Hoofd naar beneden. Niet kotsen. Hoe moeilijk kan het zijn?

Heb je ooit echt serieus werk gemaakt van het leren van een vreemde taal, buiten school om? Dan weet je dat die eerste uren, als je probeert die eigenaardige zinsconstructies te begrijpen, en chocola tracht te maken van de onvoltooid verleden tijd, gekmakende uren zijn.

Mijn ochtendles over de zogeheten pace-notes (rijaanwijzingen) eindigt echter niet met een onschuldig rollenspel met de leerling naast me. Integendeel, eigenlijk. Ik moet een poging doen om aanwijzingen te geven aan Dakar-coureur Nani Roma. In zijn wedstrijd-Mini. In de zandduinen van Dubai.

Pace-notes vormen maar een van de belangwekkende vaardigheden die een bijrijder moet hebben. Het is, wellicht, de minst begerenswaardige baan in de hele motorsport: je moet jezelf en de bestuurder gidsen door blinde bochten en over heuveltjes die je maag in je keel doen belanden, hotseknotsend, terwijl je voorleest van een stuk papier in plaats van door de voorruit te kijken.

De eer die je eventueel zal worden toebedeeld, zal nooit zo groot zijn als de eer die de coureur krijgt, maar als je iets fout doet dan zal iedereen het weten. Als ik kijk naar de onbetaalbare Dakar-auto die buiten het klaslokaal staat, besef ik dat ik meer verantwoordelijkheid zal krijgen dan ik aankan, en daarom concentreer ik me zo hard dat mijn hersens ervan gaan jeuken.

Pace-notes bestaan op zichzelf al sinds er rally’s bestaan, zo’n beetje sinds het begin van de twintigste eeuw. Maar het geven van route-aanwijzingen – en het belang van een bijrijder – kwam pas op de voorgrond tijdens een race in 1955.

--- --- ---

- Opdracht:
Schrijf het deel van de tekst over pace-notes over dat begint met "De eer die je" en eindigt met "race in 1955.", en vervang daarin "klaslokaal" door "leslokaal". Het volgende materiaal komt uit een andere bron.

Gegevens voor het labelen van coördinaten
--- --- ---

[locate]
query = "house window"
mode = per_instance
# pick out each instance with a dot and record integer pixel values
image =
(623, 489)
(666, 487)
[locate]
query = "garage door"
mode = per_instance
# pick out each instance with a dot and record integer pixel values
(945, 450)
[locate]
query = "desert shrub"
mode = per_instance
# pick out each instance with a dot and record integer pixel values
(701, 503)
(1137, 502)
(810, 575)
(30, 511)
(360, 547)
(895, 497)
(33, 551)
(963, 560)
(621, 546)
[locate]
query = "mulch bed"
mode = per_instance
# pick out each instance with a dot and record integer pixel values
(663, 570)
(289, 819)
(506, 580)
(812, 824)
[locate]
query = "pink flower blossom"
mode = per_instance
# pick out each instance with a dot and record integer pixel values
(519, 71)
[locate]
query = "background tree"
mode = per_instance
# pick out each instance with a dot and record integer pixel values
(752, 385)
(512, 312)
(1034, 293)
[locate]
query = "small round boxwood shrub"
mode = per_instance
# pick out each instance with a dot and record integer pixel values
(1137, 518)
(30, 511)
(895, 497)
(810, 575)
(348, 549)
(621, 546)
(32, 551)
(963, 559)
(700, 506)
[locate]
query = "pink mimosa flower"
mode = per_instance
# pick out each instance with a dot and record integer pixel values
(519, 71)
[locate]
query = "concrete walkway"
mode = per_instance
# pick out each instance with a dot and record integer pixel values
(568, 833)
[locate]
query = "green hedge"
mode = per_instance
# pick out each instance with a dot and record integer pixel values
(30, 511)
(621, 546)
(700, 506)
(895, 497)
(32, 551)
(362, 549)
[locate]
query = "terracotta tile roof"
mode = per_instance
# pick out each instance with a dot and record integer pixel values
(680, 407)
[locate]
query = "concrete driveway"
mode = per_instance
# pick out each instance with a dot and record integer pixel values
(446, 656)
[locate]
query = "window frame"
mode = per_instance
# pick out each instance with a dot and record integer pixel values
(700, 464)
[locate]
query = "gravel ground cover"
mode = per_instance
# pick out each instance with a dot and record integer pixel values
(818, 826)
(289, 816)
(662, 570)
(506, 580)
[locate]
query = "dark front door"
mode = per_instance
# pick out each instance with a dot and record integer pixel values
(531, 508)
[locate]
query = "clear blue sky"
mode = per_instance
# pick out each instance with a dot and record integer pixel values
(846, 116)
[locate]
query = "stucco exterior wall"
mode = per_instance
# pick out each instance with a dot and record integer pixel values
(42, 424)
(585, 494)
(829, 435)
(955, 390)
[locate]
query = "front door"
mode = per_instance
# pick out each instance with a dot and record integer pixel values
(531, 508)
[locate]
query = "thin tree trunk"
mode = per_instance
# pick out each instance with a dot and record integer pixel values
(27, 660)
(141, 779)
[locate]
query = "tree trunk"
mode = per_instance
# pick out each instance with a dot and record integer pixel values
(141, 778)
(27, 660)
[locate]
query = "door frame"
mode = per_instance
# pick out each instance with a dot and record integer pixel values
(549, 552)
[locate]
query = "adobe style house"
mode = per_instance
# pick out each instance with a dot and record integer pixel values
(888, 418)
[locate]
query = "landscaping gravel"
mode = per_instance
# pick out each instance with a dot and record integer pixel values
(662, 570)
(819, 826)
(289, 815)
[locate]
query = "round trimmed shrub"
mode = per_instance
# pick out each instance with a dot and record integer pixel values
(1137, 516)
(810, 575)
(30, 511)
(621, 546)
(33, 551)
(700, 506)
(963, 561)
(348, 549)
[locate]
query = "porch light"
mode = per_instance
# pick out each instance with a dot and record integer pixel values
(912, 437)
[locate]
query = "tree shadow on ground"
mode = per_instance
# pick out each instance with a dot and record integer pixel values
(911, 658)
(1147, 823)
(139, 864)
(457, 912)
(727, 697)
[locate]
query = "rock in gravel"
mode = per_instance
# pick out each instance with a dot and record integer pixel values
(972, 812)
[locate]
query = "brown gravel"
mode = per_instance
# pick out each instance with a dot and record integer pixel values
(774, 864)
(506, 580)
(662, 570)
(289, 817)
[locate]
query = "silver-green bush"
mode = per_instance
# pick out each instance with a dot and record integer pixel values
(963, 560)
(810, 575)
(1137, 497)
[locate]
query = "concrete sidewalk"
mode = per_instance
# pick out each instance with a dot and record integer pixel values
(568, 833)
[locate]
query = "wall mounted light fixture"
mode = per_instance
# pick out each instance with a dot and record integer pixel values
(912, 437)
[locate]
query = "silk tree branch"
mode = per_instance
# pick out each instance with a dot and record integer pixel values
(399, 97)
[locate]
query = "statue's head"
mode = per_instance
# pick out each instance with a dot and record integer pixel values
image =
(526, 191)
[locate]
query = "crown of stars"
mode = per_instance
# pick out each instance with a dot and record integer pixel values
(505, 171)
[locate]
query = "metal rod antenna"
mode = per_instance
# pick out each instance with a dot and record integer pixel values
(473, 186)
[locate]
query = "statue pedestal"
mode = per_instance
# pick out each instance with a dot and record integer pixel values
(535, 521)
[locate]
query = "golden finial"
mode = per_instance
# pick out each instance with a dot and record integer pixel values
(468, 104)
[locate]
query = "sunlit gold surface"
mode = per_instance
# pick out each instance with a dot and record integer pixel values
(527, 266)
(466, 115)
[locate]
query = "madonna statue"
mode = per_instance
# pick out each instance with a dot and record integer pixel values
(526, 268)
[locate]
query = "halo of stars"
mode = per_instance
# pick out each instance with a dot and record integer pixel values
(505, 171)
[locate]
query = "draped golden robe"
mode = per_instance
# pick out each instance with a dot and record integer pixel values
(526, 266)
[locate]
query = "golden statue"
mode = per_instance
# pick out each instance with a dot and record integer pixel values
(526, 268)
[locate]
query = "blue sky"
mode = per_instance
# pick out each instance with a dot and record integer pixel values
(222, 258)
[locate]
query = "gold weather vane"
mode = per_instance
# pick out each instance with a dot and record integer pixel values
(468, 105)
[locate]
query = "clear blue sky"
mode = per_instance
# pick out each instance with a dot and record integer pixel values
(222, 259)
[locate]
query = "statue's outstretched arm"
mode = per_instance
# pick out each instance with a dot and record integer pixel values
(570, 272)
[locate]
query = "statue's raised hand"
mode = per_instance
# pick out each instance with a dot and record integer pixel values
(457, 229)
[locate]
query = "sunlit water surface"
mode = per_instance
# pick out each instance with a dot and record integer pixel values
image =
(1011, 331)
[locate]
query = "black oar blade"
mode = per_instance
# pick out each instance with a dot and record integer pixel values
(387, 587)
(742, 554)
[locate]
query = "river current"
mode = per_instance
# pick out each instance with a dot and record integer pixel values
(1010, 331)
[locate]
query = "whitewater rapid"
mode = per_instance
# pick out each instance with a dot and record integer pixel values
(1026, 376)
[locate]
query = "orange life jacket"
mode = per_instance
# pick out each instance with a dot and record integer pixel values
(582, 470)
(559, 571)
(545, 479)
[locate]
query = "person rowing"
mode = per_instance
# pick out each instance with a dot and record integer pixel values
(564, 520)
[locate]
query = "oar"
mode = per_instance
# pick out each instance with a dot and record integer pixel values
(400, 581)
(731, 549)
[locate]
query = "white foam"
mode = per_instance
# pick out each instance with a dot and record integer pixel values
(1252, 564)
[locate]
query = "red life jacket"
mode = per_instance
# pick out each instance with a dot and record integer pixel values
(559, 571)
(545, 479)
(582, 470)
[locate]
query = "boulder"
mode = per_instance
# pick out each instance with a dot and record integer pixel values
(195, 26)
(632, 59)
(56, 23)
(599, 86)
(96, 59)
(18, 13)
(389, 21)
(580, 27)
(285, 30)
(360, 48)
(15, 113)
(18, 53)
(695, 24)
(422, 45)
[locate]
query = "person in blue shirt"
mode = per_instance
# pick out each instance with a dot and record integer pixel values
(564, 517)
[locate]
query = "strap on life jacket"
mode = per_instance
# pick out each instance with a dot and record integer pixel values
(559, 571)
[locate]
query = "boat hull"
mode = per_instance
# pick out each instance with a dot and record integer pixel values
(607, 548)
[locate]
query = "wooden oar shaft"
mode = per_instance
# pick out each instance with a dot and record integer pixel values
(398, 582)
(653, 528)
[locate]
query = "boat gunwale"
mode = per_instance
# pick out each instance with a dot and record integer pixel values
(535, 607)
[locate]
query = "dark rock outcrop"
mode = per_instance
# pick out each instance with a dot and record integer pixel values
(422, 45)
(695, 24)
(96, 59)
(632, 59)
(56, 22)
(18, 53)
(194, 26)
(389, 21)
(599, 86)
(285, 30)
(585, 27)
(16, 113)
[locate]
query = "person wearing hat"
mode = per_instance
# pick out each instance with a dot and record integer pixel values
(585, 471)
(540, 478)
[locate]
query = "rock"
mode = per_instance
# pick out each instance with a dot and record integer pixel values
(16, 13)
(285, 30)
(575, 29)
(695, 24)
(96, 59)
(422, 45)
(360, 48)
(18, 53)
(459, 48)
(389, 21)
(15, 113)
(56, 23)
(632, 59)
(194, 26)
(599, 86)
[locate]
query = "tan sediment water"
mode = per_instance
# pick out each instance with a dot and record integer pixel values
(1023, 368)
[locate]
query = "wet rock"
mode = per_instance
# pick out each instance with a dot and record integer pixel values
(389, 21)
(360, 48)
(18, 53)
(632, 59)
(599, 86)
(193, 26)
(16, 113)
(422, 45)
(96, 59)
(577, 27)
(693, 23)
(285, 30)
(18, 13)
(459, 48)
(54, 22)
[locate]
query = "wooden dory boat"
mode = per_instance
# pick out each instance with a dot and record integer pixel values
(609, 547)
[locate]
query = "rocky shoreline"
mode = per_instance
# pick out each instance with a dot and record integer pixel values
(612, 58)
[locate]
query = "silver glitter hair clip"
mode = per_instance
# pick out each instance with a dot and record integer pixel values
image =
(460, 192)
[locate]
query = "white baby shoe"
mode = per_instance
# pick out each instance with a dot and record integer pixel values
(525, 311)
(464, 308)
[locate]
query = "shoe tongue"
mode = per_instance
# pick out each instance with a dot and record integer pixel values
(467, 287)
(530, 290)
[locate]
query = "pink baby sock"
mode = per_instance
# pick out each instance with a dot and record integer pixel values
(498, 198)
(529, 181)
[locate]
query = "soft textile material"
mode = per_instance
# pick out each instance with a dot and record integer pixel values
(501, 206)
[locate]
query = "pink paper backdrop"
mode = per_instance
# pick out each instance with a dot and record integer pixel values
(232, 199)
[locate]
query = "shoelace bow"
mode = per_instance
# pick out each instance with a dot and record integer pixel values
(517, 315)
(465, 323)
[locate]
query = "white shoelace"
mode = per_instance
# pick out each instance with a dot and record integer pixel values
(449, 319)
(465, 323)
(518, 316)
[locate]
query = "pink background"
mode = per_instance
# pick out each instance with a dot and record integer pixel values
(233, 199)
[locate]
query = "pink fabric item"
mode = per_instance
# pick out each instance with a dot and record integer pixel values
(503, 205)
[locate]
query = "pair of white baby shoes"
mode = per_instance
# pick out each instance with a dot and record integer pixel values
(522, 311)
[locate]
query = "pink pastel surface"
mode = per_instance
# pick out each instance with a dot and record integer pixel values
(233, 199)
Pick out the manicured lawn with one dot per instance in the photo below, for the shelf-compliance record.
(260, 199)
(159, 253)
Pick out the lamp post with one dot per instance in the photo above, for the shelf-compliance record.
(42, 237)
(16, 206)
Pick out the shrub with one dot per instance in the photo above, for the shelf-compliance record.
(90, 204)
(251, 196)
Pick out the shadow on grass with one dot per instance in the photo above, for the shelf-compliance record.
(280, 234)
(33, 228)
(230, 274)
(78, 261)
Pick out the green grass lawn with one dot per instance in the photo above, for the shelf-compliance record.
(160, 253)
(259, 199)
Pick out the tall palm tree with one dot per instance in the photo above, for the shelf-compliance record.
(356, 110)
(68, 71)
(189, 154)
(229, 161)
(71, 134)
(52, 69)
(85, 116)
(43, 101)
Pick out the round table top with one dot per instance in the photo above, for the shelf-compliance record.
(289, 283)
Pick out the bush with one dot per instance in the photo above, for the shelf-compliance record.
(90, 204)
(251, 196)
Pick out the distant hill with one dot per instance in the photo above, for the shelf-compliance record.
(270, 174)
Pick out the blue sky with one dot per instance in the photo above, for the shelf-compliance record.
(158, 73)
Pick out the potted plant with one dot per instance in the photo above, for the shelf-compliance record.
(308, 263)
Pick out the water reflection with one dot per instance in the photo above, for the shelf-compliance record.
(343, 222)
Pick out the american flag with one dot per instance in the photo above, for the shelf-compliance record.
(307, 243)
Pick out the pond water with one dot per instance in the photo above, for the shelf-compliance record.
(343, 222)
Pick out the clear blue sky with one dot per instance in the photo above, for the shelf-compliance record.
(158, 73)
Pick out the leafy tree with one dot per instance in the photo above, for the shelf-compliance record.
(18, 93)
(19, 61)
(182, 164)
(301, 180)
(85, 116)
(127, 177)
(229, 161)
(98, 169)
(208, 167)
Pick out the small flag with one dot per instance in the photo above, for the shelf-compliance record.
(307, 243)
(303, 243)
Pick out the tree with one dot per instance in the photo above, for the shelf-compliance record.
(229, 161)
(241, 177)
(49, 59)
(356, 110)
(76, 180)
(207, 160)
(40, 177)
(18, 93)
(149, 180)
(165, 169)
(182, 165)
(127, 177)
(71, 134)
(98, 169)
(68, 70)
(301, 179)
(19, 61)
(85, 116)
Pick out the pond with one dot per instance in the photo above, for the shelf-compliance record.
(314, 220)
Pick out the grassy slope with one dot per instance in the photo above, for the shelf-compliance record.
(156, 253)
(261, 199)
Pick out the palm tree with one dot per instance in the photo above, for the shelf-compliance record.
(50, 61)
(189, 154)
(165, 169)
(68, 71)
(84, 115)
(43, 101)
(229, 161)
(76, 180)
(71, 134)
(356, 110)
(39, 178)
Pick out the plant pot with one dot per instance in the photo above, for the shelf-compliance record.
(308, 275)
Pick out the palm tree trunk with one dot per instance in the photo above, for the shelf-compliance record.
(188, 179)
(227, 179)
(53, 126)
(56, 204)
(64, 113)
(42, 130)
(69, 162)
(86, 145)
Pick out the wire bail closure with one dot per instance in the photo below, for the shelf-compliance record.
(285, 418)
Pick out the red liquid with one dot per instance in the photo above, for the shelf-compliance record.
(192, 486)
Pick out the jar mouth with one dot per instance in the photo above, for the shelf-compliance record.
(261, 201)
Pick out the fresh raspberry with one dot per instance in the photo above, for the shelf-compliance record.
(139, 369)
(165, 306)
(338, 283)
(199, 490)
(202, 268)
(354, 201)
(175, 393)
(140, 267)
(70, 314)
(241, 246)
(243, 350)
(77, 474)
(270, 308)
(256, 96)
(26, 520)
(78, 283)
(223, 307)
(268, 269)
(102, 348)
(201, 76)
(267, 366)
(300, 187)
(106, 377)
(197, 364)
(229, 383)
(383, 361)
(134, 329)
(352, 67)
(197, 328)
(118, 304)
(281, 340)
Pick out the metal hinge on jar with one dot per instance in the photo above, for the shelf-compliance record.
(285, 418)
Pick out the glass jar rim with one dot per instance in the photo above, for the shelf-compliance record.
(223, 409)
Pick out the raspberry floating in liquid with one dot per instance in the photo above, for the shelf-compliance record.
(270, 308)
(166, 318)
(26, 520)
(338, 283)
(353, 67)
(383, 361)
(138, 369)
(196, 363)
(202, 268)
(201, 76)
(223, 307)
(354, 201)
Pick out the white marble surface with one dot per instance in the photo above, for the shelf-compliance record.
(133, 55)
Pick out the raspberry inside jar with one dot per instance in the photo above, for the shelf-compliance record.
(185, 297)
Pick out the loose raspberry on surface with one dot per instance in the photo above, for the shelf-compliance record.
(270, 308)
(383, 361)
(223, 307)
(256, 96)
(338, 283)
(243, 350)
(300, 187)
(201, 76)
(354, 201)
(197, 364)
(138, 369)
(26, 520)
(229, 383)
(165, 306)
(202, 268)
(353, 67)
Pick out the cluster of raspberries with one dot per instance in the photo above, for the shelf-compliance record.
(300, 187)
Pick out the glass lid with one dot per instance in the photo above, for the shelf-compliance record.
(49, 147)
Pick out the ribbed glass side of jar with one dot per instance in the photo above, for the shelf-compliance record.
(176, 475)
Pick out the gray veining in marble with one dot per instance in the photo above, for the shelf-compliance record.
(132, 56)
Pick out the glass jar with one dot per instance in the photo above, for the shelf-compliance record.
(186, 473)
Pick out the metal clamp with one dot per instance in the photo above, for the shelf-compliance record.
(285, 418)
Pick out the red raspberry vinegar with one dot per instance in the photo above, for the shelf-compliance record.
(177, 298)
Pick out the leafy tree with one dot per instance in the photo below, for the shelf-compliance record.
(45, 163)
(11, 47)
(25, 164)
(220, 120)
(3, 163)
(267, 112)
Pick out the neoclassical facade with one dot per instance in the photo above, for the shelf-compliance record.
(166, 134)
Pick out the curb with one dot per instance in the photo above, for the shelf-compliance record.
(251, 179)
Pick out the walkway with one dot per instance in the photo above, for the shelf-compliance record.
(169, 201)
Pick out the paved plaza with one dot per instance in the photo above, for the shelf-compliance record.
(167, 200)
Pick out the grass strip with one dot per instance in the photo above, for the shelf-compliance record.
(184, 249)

--- --- ---

- Antwoord:
De eer die je eventueel zal worden toebedeeld, zal nooit zo groot zijn als de eer die de coureur krijgt, maar als je iets fout doet dan zal iedereen het weten. Als ik kijk naar de onbetaalbare Dakar-auto die buiten het leslokaal staat, besef ik dat ik meer verantwoordelijkheid zal krijgen dan ik aankan, en daarom concentreer ik me zo hard dat mijn hersens ervan gaan jeuken.

Pace-notes bestaan op zichzelf al sinds er rally’s bestaan, zo’n beetje sinds het begin van de twintigste eeuw. Maar het geven van route-aanwijzingen – en het belang van een bijrijder – kwam pas op de voorgrond tijdens een race in 1955.